What you will do » What you need to produce from the material below is an exact transcription of the lines from the one with "Where can you see the yellow" through the one with "Where can you see the painted", both included, and no other line.
[Records shown — start]
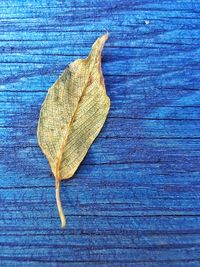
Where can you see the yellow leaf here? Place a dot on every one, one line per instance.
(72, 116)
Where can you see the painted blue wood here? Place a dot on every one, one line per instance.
[Records shown — finish]
[Records shown — start]
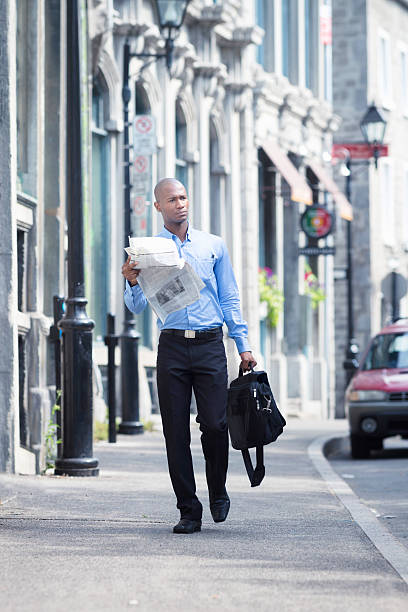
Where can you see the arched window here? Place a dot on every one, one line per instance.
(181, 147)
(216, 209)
[Records shown — finish]
Output below »
Where can you see the yellow leaf here? Place a dot on every one, one line per instance.
(72, 116)
Where can you see the painted blue wood here? Place a dot on every one, one line per instance.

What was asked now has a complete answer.